Go through the data line by line from the top, retyping each exactly, and end with the line that contains "Practice. Spot the mirror".

[Stored data entries]
= Beginning of Section =

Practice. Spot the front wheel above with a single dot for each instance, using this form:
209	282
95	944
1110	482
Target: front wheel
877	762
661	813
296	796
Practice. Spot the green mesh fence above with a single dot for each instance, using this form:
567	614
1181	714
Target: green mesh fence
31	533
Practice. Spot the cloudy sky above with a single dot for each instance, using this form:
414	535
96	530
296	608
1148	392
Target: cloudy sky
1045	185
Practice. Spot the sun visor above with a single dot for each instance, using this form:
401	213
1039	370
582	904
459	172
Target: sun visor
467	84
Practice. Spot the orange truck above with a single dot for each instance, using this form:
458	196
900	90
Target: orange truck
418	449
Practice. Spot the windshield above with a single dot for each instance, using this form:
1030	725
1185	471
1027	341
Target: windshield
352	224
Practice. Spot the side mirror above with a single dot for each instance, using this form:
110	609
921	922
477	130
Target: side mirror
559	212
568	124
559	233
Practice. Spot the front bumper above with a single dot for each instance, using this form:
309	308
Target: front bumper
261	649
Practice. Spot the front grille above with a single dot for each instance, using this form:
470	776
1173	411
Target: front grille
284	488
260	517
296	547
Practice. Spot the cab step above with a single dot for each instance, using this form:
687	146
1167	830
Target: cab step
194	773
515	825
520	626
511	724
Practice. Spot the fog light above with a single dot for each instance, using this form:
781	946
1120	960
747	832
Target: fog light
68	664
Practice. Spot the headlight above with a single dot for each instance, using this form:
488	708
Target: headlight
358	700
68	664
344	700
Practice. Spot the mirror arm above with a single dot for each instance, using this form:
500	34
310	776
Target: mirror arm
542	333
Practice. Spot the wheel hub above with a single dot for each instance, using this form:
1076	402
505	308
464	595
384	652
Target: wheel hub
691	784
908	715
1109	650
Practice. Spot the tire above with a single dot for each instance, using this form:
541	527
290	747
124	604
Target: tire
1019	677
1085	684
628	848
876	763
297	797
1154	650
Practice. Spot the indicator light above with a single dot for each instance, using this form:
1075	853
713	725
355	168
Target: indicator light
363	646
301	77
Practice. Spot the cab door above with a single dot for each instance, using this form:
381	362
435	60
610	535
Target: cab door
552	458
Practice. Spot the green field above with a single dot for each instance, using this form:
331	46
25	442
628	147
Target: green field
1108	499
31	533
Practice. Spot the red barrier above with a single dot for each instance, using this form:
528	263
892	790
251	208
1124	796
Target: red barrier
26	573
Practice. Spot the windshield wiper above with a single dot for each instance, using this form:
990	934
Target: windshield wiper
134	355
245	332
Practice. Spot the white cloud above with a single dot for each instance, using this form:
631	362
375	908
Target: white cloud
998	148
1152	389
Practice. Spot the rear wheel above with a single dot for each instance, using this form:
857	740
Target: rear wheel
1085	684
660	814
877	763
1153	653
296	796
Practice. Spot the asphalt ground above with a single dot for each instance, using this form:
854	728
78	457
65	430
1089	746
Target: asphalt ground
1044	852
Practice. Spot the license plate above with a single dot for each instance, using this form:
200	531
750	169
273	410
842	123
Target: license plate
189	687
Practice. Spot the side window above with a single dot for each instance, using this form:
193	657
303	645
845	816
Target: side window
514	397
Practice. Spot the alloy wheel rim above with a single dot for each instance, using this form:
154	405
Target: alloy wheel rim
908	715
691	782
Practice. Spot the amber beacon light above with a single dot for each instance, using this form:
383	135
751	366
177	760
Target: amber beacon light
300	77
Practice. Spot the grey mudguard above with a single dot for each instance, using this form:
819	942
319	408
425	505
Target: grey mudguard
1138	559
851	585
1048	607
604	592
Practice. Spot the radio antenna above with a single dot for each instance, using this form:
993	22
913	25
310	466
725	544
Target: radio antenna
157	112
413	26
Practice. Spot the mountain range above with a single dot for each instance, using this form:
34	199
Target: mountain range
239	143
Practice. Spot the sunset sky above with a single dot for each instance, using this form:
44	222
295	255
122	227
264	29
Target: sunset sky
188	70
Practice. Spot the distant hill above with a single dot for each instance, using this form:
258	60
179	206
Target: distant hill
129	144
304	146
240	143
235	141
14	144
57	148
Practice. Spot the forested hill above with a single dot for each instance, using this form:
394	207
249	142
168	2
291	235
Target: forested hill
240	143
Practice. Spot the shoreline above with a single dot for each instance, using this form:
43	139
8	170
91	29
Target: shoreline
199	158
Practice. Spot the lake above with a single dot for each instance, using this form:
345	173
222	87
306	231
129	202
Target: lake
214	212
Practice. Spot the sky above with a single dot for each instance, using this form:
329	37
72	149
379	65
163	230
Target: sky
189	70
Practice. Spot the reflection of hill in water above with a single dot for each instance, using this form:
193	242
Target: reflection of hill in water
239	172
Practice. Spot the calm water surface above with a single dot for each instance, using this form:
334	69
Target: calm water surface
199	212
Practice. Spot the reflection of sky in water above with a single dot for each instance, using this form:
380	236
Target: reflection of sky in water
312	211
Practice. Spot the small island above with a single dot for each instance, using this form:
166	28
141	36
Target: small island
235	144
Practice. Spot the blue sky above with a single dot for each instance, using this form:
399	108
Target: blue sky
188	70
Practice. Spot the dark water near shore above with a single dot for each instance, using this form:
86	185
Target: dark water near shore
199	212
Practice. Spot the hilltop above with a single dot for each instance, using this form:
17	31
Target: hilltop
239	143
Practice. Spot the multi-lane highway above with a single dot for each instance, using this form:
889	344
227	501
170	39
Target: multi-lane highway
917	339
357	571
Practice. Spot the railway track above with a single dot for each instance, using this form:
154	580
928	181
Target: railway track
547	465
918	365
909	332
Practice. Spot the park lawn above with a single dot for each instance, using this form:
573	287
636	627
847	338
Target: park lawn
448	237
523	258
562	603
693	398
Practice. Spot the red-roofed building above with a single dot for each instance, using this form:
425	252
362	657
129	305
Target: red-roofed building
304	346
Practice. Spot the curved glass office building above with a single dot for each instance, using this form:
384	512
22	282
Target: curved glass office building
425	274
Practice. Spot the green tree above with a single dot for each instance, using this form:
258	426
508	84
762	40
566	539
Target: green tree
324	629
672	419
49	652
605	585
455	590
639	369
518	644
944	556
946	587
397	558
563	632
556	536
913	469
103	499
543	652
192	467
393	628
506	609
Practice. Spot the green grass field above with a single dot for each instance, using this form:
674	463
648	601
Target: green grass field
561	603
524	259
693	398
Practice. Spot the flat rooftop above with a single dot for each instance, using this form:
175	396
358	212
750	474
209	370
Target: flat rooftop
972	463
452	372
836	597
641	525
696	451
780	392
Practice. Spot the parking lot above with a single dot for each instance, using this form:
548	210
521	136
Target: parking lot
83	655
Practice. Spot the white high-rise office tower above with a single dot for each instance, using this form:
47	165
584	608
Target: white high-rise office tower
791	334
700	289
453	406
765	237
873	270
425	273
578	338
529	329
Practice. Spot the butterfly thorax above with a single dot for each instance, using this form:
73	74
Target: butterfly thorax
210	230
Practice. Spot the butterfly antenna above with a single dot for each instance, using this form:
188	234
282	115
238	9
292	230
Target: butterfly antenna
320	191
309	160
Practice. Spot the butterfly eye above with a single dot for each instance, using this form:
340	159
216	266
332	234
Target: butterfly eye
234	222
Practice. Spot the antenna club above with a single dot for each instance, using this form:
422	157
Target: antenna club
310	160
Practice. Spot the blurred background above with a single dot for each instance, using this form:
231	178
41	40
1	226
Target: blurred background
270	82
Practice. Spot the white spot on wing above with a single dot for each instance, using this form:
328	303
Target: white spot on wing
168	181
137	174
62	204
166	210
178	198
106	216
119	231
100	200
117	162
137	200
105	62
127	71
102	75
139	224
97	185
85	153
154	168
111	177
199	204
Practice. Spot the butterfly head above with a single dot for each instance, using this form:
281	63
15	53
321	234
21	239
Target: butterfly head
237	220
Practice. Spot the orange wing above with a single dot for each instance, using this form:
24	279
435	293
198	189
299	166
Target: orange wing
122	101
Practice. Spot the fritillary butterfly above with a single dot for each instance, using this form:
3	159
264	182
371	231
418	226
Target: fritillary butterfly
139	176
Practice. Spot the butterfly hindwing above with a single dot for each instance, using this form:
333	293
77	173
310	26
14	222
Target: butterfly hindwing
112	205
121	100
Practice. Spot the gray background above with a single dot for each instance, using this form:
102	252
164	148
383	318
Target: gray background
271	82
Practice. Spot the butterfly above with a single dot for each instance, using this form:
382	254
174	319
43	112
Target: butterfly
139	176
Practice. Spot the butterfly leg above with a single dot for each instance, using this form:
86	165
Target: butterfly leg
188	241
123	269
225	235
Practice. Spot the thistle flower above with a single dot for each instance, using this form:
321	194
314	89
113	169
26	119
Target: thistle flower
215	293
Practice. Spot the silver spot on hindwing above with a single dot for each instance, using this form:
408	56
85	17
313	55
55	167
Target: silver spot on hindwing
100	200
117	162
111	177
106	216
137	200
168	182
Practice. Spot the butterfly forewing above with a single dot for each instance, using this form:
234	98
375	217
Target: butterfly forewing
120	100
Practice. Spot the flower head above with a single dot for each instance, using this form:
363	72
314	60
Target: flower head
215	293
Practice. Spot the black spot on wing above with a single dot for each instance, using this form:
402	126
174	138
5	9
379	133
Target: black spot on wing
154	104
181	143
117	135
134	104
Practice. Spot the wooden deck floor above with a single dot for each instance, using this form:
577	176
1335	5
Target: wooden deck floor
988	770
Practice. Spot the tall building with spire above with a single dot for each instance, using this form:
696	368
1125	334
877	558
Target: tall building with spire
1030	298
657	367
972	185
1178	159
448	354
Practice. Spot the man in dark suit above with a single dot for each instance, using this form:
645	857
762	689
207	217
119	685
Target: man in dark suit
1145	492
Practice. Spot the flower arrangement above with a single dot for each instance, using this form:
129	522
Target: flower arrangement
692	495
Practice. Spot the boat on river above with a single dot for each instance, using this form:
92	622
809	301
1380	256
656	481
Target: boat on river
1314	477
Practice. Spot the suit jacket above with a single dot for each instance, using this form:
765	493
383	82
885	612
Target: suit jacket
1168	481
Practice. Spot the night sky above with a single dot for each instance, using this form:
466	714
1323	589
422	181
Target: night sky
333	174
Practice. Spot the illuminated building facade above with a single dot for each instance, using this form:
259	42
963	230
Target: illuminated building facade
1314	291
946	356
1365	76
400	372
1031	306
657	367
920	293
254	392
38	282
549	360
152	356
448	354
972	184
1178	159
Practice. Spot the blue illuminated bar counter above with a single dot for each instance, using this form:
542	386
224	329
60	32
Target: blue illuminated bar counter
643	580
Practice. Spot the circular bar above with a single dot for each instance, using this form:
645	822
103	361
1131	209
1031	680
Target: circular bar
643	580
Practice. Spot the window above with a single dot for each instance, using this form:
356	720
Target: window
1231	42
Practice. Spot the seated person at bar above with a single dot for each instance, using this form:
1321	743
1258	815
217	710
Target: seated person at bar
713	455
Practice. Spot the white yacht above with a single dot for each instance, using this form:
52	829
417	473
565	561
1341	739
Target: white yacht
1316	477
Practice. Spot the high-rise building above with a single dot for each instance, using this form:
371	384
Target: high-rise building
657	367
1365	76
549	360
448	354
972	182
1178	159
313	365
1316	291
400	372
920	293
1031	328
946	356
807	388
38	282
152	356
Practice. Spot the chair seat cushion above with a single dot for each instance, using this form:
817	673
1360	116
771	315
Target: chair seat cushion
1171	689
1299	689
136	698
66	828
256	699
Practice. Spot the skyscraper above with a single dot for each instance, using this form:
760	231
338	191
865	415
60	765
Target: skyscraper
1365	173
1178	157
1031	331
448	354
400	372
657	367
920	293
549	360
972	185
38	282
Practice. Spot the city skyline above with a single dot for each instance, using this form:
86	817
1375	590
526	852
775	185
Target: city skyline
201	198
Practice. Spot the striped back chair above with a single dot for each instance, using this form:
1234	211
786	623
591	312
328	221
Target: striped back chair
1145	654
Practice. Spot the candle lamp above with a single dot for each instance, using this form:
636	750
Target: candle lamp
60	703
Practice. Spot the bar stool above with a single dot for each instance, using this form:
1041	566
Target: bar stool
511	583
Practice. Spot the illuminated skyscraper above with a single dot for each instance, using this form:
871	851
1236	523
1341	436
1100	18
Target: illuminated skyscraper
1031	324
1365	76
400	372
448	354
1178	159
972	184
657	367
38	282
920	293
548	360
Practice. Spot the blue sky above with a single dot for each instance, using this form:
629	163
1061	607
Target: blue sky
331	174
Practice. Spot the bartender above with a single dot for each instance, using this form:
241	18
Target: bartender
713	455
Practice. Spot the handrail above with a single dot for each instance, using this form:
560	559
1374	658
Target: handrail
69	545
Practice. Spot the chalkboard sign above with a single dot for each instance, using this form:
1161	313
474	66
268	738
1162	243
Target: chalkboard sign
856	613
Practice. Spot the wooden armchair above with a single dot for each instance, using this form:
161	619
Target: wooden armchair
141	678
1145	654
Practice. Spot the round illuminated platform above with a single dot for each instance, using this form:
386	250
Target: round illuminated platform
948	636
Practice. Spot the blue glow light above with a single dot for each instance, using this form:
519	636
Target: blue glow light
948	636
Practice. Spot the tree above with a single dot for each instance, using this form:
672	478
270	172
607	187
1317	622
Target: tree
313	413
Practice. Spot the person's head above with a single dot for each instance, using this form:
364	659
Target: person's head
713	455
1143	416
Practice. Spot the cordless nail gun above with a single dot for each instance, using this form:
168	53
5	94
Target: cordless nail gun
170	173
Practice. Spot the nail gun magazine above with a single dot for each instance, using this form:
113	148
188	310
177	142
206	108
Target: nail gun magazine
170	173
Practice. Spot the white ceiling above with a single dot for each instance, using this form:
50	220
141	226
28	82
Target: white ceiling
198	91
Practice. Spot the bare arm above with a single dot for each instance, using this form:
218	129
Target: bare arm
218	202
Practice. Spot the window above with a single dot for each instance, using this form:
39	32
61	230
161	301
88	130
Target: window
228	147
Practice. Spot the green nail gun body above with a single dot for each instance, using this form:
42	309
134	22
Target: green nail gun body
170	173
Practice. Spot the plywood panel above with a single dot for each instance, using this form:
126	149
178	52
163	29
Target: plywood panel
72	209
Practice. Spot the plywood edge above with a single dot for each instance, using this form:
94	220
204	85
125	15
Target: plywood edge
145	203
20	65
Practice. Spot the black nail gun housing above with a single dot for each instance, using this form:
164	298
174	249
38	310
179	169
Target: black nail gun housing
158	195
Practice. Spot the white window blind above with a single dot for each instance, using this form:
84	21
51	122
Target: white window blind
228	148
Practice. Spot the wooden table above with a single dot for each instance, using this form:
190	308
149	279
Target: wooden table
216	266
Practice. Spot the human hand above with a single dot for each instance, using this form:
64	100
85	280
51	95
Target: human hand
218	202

= End of Section =

## Exercise result
Practice. Spot the front wheel above with a single dot for each instance, using this form:
209	282
95	944
1110	482
Target: front wheel
877	762
661	813
296	796
Practice. Spot the green mesh fence above with a single dot for each instance, using this form:
567	614
1181	714
Target: green mesh fence
31	533
Practice. Spot the cloudy sky above with a single dot for each instance, using this form:
414	535
96	530
296	608
1148	392
Target: cloudy sky
1045	185
Practice. Spot the sun visor above with a single dot for each instance, using this form:
401	213
1039	370
582	904
459	172
Target: sun visor
467	84
Practice. Spot the orange truck above with a single dot for each instance, using this form:
458	196
900	90
Target: orange truck
418	449
Practice. Spot the windshield above with a single dot for each instance, using this form:
1030	725
1185	471
1027	341
Target: windshield
352	224
Practice. Spot the side mirror above with a single dot for each instance, using this form:
110	609
921	922
477	130
Target: side mirror
559	212
568	124
559	233
Practice. Spot the front bumper above with a single dot for each instance, using this form:
309	308
Target: front bumper
261	649
Practice. Spot the front grille above with a single dot for each instance, using this form:
470	776
1173	411
Target: front grille
284	488
260	517
296	547
Practice. Spot the cab step above with a single dot for each instance, using this form:
687	146
1167	830
Target: cab step
194	773
515	825
520	626
511	724
Practice. Spot the fog light above with a single dot for each instance, using this form:
781	946
1120	960
747	832
Target: fog light
68	664
Practice. Spot the headlight above with a single dot for each instance, using this form:
488	708
Target: headlight
358	700
68	664
344	700
Practice. Spot the mirror arm above with a single dot for each instance, using this form:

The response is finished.